Je suis un farouche défenseur de l'ordonnance de 1945, basée sur la portée éducative de la sanction, à un détail près : c'est que l'ordonnance de 1945 était légitime lorsque la délinquance apparaissait à 13 ans, ce qui était le cas dans les années 1945-70. Aujourd'hui la délinquance apparaît entre 10 et 13 ans, et se développe sans que la société réagisse. Lorsqu'un juge reçoit pour la première fois un jeune de 13 ans, il ignore souvent tout des actes de délinquance qu'il a commis auparavant. Le juge réagit comme si le mineur était un primo-délinquant, alors qu'il est déjà multirécidiviste. La justice perd alors totalement son crédit. Les juges, effarés par le comportement de certains adolescents, complètement insensibles à tout rappel de la loi, me demandent parfois ce qu'on peut faire dans l'accompagnement éducatif des mineurs multirécidivistes. Je leur réponds que ces mineurs ne naissent pas multirécidivistes, mais qu'ils le deviennent à cause de l'impertinence de nos réponses à leur primo-délinquance. Il faut reprendre le problème à la base. Le drame, ce sont des enfants et des adolescents qui se construisent sur leur toute-puissance, insultant parents, enseignants, policiers, travailleurs sociaux, cassant, volant, et qui à 16-17 ans prennent conscience de la vanité de cette toute-puissance, qu'elle ne débouche sur rien, qu'il n'y a aucune place pour eux dans la société, qu'ils sont inaptes au travail car incapables de respecter les règles du monde de l'entreprise. On fait donc passer des enfants et des adolescents d'une situation de toute-puissance à une situation de néant : je ne connais aucun mécanisme plus générateur de violence que celui-là.

Travail demandé
Répondez à ces questions sur le texte consacré à l'ordonnance de 1945 :
(a) À quel âge la délinquance apparaissait-elle dans les années 1945-70 ?
(b) Entre quels âges apparaît-elle aujourd'hui ?
(c) À quel âge ces enfants et adolescents prennent-ils conscience de la vanité de leur toute-puissance ?
Les items qui suivent ne servent pas ici.

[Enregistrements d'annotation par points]

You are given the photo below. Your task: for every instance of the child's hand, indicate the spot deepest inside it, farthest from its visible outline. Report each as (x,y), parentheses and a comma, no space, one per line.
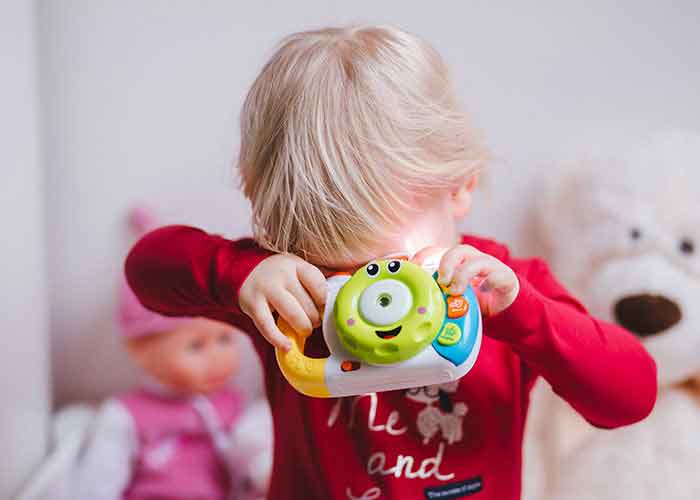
(495,284)
(289,285)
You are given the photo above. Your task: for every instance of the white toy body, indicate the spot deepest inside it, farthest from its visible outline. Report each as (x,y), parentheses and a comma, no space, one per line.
(426,368)
(387,331)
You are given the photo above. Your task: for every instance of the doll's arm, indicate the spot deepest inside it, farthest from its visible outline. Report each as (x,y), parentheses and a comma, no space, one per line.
(600,369)
(183,271)
(103,471)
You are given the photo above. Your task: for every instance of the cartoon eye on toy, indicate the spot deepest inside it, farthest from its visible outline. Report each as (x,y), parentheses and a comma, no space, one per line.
(372,269)
(394,266)
(388,326)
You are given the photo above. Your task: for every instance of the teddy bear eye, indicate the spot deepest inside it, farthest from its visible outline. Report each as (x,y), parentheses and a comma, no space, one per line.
(394,266)
(372,269)
(687,246)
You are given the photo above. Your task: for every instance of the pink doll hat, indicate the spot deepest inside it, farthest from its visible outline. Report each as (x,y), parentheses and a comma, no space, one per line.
(134,319)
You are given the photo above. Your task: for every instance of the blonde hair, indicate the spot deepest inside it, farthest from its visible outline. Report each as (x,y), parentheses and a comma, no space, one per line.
(345,132)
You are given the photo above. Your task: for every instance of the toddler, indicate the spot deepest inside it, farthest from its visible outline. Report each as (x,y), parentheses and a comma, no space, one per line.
(353,147)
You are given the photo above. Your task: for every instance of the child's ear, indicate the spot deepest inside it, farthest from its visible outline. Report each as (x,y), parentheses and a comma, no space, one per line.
(461,197)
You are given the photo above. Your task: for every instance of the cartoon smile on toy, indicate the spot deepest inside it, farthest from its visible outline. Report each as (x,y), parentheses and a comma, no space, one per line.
(389,312)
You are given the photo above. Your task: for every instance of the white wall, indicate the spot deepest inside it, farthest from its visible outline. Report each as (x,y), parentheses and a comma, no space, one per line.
(24,381)
(141,103)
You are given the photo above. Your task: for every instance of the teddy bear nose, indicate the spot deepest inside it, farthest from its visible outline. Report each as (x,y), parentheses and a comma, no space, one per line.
(647,314)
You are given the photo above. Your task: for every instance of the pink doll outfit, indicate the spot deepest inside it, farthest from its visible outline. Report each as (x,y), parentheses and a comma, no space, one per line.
(154,443)
(149,444)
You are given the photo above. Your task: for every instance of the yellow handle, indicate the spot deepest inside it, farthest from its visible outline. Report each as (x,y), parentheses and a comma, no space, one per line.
(307,375)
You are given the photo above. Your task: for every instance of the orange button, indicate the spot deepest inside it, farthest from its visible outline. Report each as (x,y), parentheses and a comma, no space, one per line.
(349,366)
(457,306)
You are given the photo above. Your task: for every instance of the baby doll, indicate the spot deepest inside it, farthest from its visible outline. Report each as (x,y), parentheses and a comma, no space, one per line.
(353,147)
(169,439)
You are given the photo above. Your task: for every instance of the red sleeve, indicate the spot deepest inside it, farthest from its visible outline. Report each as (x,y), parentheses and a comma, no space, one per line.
(600,369)
(183,271)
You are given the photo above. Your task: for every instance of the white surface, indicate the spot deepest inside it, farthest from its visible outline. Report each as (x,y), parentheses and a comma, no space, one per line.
(23,308)
(142,98)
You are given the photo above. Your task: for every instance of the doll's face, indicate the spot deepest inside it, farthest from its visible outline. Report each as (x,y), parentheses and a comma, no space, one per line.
(199,356)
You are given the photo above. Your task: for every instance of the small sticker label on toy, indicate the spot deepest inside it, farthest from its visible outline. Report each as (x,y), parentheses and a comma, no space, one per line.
(450,334)
(455,490)
(457,306)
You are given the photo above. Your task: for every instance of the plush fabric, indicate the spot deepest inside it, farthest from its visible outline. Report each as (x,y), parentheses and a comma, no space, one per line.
(624,234)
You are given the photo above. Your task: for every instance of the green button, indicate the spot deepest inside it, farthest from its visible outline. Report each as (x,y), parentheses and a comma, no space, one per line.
(450,335)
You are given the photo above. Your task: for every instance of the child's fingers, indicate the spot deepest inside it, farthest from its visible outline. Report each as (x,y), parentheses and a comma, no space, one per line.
(288,307)
(453,258)
(306,302)
(500,280)
(266,325)
(464,274)
(314,281)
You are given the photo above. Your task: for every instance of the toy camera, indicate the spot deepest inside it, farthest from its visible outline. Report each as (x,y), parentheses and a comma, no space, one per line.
(388,326)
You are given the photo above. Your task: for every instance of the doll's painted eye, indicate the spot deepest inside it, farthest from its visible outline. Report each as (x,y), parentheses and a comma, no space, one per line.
(394,266)
(196,345)
(372,269)
(687,246)
(224,338)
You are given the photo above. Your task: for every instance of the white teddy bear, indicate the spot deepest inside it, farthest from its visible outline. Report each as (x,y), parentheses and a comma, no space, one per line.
(625,238)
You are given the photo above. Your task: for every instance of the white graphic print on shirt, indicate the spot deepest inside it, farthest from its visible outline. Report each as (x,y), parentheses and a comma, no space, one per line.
(440,417)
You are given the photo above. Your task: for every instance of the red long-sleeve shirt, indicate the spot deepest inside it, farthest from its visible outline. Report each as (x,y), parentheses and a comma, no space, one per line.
(442,443)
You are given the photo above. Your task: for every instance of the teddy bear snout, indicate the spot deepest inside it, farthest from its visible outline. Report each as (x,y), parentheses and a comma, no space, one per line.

Réponse attendue
(a) À 13 ans.
(b) Entre 10 et 13 ans.
(c) À 16-17 ans.